** Start of TASK DATA **

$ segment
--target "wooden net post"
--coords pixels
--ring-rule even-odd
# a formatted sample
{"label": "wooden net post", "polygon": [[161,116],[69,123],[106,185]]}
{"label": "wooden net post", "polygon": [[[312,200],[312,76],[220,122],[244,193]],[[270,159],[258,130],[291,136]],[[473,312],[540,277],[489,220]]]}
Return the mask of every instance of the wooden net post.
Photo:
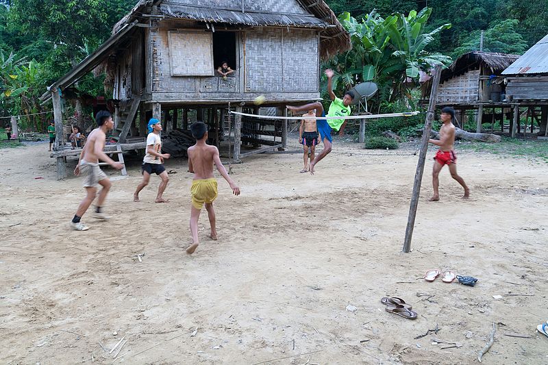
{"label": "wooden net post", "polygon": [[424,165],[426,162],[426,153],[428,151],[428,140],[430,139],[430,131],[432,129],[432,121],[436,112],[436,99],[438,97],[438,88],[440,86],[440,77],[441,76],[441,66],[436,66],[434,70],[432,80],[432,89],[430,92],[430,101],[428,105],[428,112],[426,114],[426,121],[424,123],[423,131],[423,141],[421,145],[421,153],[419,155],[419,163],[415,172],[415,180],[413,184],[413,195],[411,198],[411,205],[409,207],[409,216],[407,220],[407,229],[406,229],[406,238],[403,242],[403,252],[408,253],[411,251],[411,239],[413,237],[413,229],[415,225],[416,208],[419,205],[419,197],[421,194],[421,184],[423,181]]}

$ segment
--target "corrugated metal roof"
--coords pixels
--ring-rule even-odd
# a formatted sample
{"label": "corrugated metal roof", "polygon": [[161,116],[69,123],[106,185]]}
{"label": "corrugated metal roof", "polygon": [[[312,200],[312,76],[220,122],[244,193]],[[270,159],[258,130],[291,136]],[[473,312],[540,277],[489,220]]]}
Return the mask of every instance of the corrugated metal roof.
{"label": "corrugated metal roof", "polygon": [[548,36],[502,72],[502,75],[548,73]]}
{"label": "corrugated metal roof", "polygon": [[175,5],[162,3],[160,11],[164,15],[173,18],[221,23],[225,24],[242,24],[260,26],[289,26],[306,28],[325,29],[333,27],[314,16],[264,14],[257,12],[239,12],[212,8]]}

** End of TASK DATA **
** Start of TASK DATA **

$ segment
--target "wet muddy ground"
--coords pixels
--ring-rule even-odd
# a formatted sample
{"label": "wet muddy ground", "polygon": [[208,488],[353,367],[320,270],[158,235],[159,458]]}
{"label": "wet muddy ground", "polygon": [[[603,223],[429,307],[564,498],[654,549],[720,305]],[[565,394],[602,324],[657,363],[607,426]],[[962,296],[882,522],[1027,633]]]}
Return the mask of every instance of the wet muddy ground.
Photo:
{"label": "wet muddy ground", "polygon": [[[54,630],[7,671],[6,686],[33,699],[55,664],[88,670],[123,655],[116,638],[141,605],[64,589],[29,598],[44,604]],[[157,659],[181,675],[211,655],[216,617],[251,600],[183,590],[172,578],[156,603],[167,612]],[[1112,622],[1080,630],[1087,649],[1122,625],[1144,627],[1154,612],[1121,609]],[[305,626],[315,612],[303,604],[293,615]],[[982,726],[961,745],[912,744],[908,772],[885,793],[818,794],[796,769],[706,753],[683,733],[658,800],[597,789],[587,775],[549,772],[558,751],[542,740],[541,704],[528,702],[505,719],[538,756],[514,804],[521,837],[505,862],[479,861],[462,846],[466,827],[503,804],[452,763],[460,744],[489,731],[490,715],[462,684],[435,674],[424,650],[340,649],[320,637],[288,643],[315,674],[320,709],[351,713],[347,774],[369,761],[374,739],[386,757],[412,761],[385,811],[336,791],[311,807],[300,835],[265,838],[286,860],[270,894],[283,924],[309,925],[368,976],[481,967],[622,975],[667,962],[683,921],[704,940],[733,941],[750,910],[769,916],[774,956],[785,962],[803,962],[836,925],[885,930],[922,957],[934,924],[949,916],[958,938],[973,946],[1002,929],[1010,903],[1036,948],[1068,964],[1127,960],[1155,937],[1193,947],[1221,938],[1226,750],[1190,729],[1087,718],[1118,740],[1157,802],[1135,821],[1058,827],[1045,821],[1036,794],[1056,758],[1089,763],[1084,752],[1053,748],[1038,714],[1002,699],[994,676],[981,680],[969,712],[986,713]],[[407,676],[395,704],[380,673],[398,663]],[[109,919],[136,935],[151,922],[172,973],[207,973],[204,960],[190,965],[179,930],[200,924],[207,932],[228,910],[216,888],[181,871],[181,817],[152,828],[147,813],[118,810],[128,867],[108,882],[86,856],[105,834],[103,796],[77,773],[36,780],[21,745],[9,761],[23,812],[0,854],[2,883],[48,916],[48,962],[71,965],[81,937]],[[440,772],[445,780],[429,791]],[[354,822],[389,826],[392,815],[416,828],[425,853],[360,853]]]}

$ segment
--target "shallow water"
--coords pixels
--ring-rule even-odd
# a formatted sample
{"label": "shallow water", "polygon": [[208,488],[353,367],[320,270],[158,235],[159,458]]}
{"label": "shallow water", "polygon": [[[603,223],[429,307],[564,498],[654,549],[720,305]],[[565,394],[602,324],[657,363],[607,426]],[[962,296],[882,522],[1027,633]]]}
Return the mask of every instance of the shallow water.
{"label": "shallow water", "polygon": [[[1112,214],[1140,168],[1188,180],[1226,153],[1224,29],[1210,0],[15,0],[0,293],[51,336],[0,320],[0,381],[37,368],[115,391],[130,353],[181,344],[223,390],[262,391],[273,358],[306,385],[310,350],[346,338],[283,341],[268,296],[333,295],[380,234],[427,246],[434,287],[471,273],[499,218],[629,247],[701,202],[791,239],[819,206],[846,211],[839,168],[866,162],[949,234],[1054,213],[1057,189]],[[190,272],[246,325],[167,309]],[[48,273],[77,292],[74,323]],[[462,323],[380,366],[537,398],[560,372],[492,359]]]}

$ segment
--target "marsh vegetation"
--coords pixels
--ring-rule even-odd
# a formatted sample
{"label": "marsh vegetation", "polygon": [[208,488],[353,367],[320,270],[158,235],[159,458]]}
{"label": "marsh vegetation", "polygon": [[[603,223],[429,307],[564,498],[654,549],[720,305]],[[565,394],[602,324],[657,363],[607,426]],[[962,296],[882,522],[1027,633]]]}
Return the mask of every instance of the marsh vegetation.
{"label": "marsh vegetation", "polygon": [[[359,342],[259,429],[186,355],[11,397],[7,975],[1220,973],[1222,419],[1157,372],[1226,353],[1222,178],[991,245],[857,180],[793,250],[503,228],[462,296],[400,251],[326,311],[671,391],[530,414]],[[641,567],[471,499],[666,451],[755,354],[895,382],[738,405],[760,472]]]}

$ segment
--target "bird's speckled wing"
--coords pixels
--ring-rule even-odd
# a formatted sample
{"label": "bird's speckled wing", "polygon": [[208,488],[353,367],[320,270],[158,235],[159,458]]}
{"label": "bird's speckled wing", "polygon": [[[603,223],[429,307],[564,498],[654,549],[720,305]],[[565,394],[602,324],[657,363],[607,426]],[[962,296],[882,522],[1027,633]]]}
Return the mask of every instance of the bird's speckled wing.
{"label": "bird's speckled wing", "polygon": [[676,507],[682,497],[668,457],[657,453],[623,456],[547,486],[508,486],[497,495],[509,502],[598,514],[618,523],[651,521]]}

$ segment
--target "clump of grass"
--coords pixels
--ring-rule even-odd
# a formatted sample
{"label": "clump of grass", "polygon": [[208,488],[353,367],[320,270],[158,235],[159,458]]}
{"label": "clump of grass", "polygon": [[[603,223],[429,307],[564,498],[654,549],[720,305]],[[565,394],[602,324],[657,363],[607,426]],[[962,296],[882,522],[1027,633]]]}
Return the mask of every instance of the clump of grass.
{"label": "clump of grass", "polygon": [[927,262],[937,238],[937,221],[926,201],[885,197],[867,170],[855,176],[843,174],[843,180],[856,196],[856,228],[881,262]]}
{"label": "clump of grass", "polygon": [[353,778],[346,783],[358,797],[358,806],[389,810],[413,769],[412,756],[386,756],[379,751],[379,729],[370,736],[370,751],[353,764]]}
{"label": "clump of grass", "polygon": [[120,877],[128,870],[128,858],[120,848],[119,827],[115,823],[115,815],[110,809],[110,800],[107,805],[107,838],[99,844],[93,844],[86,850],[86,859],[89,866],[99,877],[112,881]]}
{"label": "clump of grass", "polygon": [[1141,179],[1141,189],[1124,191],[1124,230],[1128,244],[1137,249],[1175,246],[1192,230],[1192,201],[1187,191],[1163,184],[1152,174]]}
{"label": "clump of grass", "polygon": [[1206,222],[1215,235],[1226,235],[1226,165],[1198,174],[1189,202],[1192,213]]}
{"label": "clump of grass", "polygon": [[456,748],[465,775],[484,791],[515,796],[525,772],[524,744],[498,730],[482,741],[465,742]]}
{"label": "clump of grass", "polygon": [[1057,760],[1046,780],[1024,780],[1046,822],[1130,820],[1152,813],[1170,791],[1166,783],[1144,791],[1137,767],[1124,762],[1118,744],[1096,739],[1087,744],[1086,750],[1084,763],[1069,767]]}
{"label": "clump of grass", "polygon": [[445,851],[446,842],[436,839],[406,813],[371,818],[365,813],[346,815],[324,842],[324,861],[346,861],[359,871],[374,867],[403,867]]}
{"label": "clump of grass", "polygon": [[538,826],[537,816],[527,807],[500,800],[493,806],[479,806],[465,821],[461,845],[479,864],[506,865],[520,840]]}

** End of TASK DATA **

Show every line of the records that contains the word "bird", copied in full. Treat uppercase and lowercase letters as different.

--target "bird's speckled wing"
{"label": "bird's speckled wing", "polygon": [[208,488],[353,367],[320,270],[158,235],[159,458]]}
{"label": "bird's speckled wing", "polygon": [[[603,223],[429,307],[564,498],[654,549],[720,305]],[[565,394],[602,324],[657,363],[607,426]],[[962,296],[882,522],[1027,633]]]}
Return the mask of every instance of the bird's speckled wing.
{"label": "bird's speckled wing", "polygon": [[676,507],[682,497],[668,457],[657,453],[623,456],[547,486],[508,486],[497,495],[509,502],[598,514],[618,523],[651,521]]}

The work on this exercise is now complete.